# [DATA]

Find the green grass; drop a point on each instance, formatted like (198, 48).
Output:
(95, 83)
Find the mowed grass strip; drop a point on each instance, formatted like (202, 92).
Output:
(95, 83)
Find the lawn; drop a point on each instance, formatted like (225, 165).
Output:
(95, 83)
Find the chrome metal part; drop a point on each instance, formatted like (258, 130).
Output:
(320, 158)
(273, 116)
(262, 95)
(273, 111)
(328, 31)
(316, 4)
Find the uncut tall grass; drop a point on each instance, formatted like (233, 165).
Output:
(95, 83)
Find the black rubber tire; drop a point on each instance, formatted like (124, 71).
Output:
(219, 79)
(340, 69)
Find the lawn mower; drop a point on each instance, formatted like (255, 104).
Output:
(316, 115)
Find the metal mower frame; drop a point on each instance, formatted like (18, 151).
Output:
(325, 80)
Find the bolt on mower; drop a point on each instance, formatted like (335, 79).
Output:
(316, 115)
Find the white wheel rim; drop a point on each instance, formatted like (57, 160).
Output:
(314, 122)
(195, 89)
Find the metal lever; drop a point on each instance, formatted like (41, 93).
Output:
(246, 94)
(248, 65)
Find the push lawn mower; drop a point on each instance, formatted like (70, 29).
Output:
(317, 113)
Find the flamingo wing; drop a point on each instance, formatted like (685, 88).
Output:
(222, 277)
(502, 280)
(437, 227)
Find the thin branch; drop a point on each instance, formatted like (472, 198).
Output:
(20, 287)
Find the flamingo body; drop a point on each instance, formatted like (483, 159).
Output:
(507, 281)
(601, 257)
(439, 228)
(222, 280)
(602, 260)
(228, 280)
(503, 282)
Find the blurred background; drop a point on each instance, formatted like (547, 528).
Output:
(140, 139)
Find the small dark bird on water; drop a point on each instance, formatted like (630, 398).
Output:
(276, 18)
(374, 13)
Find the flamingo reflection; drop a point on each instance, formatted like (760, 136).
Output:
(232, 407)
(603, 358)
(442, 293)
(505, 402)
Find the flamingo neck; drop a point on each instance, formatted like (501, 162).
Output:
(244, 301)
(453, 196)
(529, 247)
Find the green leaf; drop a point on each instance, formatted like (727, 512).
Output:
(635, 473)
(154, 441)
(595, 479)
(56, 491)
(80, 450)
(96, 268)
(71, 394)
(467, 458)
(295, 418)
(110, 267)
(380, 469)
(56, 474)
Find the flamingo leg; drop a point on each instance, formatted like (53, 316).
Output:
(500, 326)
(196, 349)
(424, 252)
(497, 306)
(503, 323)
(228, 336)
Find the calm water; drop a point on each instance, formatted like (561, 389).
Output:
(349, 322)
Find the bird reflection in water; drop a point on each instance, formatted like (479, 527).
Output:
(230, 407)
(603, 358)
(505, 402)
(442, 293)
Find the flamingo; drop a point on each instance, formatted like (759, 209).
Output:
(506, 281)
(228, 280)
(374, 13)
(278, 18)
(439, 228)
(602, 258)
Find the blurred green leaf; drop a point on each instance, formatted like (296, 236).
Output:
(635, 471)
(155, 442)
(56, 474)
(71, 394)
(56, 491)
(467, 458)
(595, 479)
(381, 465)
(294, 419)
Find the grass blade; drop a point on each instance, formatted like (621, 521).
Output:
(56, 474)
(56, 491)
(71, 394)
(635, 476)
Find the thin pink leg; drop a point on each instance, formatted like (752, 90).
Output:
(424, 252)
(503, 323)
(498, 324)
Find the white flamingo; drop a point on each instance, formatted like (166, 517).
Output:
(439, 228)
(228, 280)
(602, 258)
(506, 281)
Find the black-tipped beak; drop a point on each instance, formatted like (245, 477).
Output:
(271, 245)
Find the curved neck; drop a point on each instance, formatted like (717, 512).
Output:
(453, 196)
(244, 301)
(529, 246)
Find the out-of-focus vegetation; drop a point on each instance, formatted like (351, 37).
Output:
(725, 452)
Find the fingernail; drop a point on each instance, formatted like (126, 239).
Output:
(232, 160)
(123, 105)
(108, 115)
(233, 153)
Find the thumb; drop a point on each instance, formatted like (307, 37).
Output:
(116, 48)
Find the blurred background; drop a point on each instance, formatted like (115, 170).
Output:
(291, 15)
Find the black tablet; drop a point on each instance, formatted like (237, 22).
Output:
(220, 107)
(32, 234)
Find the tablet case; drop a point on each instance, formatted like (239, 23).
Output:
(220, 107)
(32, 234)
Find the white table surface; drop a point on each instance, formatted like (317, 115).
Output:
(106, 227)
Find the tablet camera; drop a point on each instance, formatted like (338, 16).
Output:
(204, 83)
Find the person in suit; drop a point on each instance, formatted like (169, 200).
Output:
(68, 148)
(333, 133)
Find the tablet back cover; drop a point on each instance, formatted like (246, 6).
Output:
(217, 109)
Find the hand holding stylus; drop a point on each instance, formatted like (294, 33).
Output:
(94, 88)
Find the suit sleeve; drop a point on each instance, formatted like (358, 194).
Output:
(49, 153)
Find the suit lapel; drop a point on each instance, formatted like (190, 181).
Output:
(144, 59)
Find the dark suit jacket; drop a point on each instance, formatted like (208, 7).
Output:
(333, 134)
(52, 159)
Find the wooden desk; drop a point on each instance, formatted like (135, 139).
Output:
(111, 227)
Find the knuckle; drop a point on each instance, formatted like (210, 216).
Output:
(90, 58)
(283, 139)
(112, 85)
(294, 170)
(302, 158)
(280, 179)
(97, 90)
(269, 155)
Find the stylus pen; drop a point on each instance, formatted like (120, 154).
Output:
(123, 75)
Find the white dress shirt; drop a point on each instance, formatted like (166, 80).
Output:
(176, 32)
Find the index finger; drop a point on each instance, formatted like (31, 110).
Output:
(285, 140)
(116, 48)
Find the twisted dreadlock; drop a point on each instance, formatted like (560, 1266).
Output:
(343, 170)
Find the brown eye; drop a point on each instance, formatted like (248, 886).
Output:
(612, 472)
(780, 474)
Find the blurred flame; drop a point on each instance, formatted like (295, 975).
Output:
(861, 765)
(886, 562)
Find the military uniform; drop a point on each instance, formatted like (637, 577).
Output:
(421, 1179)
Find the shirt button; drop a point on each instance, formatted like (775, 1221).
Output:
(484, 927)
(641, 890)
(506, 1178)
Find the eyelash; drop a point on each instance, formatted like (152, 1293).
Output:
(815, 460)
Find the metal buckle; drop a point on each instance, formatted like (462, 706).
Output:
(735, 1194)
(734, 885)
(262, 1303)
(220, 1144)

# [AIM OF THE TASK]
Within the material above, transcribe exactly the lines that run from the line holding "Find the dark" through the line holding "Find the knuckle;".

# [TASK ANSWER]
Find the dark suit jacket; drop a point on each instance, formatted like (208, 7).
Output:
(333, 134)
(52, 159)
Find the wooden desk; drop a point on each instance, formatted like (135, 139).
Output:
(111, 227)
Find the knuckle; drop a point on each instance, formatted like (210, 216).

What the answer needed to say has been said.